AIM OF THE TASK – Reproduce exactly, and nothing but, the lines between the one with "Target: white ceramic plate" and the end of the entries, both ends included.

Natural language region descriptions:
*-*-*
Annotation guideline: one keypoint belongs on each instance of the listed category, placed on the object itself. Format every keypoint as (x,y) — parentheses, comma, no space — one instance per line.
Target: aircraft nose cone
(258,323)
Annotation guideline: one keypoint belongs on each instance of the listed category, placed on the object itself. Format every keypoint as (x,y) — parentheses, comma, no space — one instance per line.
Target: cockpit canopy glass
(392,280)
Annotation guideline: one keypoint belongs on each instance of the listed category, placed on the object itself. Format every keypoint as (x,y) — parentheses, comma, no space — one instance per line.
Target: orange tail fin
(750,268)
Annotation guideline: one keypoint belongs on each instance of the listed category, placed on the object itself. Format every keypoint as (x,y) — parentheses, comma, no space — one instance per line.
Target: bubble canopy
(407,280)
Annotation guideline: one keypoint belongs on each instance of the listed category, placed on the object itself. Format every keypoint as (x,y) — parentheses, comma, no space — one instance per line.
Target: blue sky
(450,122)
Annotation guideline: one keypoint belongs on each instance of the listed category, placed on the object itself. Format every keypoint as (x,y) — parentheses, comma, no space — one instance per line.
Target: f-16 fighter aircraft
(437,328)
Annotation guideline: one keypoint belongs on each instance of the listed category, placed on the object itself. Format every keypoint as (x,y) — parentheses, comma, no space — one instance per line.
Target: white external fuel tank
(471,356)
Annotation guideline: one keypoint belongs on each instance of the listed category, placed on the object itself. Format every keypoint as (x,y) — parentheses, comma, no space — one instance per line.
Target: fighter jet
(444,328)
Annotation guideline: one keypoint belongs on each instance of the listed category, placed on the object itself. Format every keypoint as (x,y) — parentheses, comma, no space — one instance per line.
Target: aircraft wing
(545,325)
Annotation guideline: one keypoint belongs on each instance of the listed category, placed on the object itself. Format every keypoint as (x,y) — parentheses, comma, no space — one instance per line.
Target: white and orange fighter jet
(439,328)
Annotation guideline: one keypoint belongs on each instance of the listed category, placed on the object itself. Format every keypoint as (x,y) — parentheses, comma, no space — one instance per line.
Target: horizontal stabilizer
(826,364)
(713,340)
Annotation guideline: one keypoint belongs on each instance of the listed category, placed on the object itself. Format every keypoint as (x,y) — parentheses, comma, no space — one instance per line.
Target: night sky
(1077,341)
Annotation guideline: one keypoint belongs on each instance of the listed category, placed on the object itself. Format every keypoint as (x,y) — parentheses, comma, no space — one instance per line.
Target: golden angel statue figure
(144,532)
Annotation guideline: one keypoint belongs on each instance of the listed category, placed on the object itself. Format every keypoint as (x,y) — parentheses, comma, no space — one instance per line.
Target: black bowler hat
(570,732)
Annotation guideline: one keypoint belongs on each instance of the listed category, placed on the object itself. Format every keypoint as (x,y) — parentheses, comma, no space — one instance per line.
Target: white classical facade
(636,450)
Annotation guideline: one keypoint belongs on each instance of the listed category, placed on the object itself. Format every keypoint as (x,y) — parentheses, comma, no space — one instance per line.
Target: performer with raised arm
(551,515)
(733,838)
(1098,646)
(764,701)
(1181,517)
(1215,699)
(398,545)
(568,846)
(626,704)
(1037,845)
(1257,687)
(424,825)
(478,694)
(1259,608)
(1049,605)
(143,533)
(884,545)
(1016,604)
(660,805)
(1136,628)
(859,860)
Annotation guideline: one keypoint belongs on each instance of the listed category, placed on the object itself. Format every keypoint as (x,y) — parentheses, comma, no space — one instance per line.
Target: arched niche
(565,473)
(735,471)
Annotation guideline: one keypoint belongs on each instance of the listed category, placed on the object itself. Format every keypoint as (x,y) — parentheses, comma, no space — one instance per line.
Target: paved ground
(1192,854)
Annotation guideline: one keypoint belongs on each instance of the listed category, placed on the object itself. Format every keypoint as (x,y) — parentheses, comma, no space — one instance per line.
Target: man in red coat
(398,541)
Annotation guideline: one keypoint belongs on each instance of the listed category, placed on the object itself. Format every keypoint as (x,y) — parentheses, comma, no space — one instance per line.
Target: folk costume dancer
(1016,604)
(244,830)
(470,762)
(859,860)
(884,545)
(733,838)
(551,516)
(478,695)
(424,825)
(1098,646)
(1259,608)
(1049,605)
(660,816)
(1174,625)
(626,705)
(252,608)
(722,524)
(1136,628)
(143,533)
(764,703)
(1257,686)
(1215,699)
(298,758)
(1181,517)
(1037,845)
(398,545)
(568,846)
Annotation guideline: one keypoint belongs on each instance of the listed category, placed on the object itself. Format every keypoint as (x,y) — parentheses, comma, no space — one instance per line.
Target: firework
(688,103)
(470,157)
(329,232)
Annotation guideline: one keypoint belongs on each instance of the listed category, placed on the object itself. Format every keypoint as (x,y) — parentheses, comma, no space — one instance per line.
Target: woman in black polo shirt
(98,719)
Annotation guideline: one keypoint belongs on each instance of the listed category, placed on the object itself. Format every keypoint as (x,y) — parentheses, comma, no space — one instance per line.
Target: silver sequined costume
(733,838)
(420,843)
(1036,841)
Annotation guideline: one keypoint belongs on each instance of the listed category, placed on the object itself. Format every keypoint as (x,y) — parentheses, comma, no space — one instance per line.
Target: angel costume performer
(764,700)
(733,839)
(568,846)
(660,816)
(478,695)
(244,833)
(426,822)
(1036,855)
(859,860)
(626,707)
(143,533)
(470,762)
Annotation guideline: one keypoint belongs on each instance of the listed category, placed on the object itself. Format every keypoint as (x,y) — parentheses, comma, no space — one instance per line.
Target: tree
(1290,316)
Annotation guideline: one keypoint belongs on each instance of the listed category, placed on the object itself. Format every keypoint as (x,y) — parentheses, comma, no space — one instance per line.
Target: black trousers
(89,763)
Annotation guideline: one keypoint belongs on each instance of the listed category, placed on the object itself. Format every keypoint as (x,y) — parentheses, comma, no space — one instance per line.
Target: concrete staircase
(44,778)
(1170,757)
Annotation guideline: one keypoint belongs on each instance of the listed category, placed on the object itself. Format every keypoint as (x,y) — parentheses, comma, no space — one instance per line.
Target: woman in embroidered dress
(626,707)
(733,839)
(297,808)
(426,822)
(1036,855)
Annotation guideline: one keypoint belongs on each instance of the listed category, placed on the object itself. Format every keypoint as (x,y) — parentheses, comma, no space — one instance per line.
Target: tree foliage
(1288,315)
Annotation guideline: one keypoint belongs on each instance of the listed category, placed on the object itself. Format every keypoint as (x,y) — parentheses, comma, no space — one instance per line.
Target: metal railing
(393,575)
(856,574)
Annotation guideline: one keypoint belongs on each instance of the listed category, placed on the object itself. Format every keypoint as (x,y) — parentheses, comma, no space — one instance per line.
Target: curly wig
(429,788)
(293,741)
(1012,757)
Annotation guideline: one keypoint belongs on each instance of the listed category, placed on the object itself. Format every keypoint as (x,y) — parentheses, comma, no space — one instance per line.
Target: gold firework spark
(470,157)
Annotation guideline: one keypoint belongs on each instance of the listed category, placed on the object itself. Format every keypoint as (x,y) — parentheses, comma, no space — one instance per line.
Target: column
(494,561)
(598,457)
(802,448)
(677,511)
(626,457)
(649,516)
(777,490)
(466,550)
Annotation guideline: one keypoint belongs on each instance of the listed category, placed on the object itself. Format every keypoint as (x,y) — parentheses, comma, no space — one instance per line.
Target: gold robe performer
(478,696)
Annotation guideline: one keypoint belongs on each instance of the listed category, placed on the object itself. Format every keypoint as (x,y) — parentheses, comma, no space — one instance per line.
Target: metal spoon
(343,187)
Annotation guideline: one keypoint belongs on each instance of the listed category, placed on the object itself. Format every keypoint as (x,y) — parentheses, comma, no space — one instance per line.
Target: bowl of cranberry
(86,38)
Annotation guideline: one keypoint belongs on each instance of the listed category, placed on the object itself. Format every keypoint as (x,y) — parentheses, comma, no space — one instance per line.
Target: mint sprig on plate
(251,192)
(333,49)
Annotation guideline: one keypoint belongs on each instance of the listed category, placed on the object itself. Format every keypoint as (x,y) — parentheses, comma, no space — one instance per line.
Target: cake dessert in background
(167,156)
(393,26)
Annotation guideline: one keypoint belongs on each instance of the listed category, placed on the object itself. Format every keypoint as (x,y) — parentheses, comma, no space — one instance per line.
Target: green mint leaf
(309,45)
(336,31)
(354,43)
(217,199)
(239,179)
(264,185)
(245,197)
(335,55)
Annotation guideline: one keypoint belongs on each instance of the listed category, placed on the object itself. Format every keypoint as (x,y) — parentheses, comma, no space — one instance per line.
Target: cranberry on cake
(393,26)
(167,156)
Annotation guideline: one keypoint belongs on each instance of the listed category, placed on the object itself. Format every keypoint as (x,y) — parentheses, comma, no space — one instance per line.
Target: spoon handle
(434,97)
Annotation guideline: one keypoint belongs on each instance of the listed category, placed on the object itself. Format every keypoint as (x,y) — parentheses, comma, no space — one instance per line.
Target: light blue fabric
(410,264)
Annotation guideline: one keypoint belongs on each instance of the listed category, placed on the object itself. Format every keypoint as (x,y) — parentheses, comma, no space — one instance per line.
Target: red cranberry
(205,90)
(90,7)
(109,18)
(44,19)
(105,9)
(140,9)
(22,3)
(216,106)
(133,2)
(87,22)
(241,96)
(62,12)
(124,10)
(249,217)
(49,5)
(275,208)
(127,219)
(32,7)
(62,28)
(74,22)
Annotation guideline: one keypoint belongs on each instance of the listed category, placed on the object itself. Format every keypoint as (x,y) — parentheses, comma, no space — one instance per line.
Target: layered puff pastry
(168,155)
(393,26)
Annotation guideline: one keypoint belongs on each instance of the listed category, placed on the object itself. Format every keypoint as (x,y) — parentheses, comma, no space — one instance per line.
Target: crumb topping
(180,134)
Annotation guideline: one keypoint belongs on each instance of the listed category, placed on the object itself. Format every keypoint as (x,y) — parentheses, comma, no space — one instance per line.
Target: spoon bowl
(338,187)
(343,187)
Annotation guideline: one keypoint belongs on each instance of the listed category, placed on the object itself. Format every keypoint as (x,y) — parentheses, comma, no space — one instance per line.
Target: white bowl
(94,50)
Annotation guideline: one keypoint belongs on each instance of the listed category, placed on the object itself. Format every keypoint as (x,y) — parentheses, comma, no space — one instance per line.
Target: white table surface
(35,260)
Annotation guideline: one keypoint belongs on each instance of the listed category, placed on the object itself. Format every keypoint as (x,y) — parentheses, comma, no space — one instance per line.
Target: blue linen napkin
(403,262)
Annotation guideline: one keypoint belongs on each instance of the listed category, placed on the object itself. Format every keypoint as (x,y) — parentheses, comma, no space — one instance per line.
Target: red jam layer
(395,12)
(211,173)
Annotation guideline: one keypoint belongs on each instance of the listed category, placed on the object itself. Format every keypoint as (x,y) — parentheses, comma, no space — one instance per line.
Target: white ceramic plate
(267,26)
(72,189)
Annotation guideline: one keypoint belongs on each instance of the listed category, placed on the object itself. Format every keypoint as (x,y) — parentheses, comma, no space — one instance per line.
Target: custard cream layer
*-*-*
WRITTEN SOLUTION –
Target: white ceramic plate
(267,26)
(72,189)
Annotation guideline: one keypoint belongs on each instance of the listed category, placed on the object itself. Format every keypoint as (x,y) — parentheses, comma, no space — one instance per line.
Target: custard cream layer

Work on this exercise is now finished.